──────── RECORD SET ────────

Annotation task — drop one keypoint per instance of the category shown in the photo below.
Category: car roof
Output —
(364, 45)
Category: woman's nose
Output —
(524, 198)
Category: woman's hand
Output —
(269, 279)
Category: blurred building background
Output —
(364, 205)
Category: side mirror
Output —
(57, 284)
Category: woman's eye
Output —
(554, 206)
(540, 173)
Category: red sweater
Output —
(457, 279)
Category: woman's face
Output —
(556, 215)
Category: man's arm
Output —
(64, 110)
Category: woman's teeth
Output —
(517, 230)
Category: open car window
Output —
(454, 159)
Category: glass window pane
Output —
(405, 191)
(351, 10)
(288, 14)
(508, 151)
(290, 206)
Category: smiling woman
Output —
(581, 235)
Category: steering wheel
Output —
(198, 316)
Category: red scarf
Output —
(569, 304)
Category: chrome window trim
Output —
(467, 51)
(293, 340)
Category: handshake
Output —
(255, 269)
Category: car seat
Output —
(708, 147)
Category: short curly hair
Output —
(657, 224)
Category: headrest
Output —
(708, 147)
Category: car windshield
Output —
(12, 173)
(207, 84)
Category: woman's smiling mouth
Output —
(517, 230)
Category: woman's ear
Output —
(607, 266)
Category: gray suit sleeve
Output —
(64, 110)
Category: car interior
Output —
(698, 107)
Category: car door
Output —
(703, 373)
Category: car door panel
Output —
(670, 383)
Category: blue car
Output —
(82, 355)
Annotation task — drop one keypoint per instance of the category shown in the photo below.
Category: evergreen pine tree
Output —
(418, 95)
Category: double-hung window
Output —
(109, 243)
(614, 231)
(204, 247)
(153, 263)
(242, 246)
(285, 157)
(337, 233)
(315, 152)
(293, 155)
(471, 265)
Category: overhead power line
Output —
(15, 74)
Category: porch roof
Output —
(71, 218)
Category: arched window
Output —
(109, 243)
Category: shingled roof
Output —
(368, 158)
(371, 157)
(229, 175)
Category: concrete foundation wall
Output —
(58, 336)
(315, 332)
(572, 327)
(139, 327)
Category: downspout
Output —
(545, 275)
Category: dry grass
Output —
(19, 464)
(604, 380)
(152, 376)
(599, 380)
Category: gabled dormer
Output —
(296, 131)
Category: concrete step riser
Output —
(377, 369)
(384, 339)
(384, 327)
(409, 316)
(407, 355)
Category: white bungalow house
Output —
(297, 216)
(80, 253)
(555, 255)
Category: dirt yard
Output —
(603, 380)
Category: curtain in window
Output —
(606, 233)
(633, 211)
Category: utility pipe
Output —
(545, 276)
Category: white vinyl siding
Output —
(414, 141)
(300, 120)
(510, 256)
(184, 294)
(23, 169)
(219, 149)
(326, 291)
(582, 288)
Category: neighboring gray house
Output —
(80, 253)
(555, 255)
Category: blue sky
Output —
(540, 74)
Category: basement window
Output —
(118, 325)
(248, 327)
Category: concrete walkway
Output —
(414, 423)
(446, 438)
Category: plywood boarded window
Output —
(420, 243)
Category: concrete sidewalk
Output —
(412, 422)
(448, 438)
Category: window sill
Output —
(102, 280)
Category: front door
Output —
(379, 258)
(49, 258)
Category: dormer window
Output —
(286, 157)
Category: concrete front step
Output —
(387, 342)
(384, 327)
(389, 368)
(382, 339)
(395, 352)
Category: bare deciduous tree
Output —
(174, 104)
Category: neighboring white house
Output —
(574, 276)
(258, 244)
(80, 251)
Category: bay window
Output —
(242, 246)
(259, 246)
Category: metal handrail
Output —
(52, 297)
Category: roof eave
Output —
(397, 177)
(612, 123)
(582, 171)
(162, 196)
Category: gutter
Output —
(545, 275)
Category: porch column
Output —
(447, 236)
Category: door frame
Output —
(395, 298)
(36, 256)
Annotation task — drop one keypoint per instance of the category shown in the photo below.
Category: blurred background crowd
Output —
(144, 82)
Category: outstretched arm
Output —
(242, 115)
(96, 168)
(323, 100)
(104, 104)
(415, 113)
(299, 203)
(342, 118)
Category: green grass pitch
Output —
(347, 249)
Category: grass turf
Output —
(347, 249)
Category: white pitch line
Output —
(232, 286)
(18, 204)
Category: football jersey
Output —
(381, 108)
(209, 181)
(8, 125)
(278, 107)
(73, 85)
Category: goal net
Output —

────────

PROBLEM STATEMENT: Write the material out again in full, leaving no line out.

FINAL ANSWER:
Annotation task — drop one keypoint per instance of the category shown in the photo below.
Category: car roof
Output —
(364, 45)
Category: woman's nose
Output —
(524, 198)
Category: woman's hand
Output —
(269, 279)
Category: blurred building background
Output —
(364, 205)
Category: side mirror
Output —
(57, 284)
Category: woman's eye
Output —
(554, 206)
(540, 173)
Category: red sweater
Output —
(457, 279)
Category: woman's face
Output —
(556, 215)
Category: man's arm
Output —
(64, 110)
Category: woman's teeth
Output —
(517, 230)
Category: open car window
Output —
(454, 159)
Category: glass window pane
Output —
(405, 191)
(351, 10)
(288, 14)
(508, 151)
(290, 206)
Category: smiling woman
Output —
(581, 235)
Category: steering wheel
Output —
(198, 316)
Category: red scarf
Output —
(569, 304)
Category: chrome window trim
Output —
(467, 51)
(293, 340)
Category: handshake
Output —
(255, 269)
Category: car seat
Output —
(708, 147)
Category: short curly hair
Output —
(657, 224)
Category: headrest
Output —
(708, 147)
Category: car windshield
Output —
(12, 173)
(207, 84)
Category: woman's smiling mouth
Output —
(517, 230)
Category: woman's ear
Output —
(607, 266)
Category: gray suit sleeve
Output —
(64, 110)
Category: car interior
Output —
(698, 107)
Category: car door
Output —
(703, 373)
Category: car door panel
Output —
(670, 383)
Category: blue car
Output —
(82, 355)
Annotation task — drop one keypoint per instance of the category shown in the photo below.
Category: evergreen pine tree
Output —
(418, 95)
Category: double-hung window
Output —
(109, 243)
(614, 231)
(204, 247)
(153, 263)
(242, 246)
(285, 157)
(337, 233)
(315, 152)
(293, 155)
(471, 265)
Category: overhead power line
Output —
(15, 74)
Category: porch roof
Output —
(71, 218)
Category: arched window
Output —
(109, 243)
Category: shingled roof
Output —
(368, 158)
(371, 157)
(229, 175)
Category: concrete foundation wall
Output —
(58, 336)
(315, 332)
(572, 327)
(139, 327)
Category: downspout
Output —
(545, 275)
Category: dry grass
Output —
(19, 464)
(604, 380)
(152, 376)
(599, 380)
Category: gabled dormer
Output —
(296, 131)
Category: concrete step riser
Output —
(377, 369)
(384, 339)
(384, 327)
(409, 316)
(407, 355)
Category: white bungalow house
Output —
(297, 216)
(80, 253)
(555, 255)
Category: dirt yard
Output —
(603, 380)
Category: curtain in window
Output —
(606, 233)
(633, 211)
Category: utility pipe
Output —
(545, 276)
Category: white vinyl siding
Output —
(414, 141)
(300, 120)
(510, 256)
(184, 294)
(23, 169)
(219, 149)
(326, 291)
(582, 288)
Category: neighboring gray house
Output —
(80, 253)
(555, 255)
Category: blue sky
Output —
(540, 74)
Category: basement window
Output —
(118, 325)
(248, 327)
Category: concrete walkway
Output —
(414, 423)
(446, 438)
Category: plywood boarded window
Output —
(420, 243)
Category: concrete sidewalk
Output —
(412, 422)
(448, 438)
Category: window sill
Output —
(102, 280)
Category: front door
Output —
(379, 258)
(49, 258)
Category: dormer window
Output —
(286, 157)
Category: concrete front step
Output —
(387, 342)
(384, 327)
(389, 368)
(382, 339)
(395, 352)
Category: bare deciduous tree
Output —
(174, 104)
Category: neighboring white house
Output —
(574, 276)
(258, 244)
(80, 251)
Category: bay window
Output —
(242, 246)
(259, 246)
Category: metal handrail
Output —
(52, 297)
Category: roof eave
Output —
(397, 177)
(612, 123)
(582, 171)
(162, 196)
Category: gutter
Output —
(545, 275)
Category: porch column
Output —
(447, 236)
Category: door frame
Output —
(395, 298)
(36, 256)
Annotation task — drop one keypoint per instance of the category shown in the photo below.
Category: blurred background crowd
Output —
(144, 82)
Category: outstretched arm
Output —
(242, 115)
(96, 168)
(323, 100)
(104, 104)
(415, 113)
(299, 203)
(342, 118)
Category: green grass pitch
Output —
(347, 249)
Category: grass turf
Output —
(347, 249)
Category: white pitch line
Output —
(232, 286)
(18, 204)
Category: football jersey
Output —
(381, 108)
(209, 181)
(8, 125)
(278, 107)
(73, 85)
Category: goal net
Output —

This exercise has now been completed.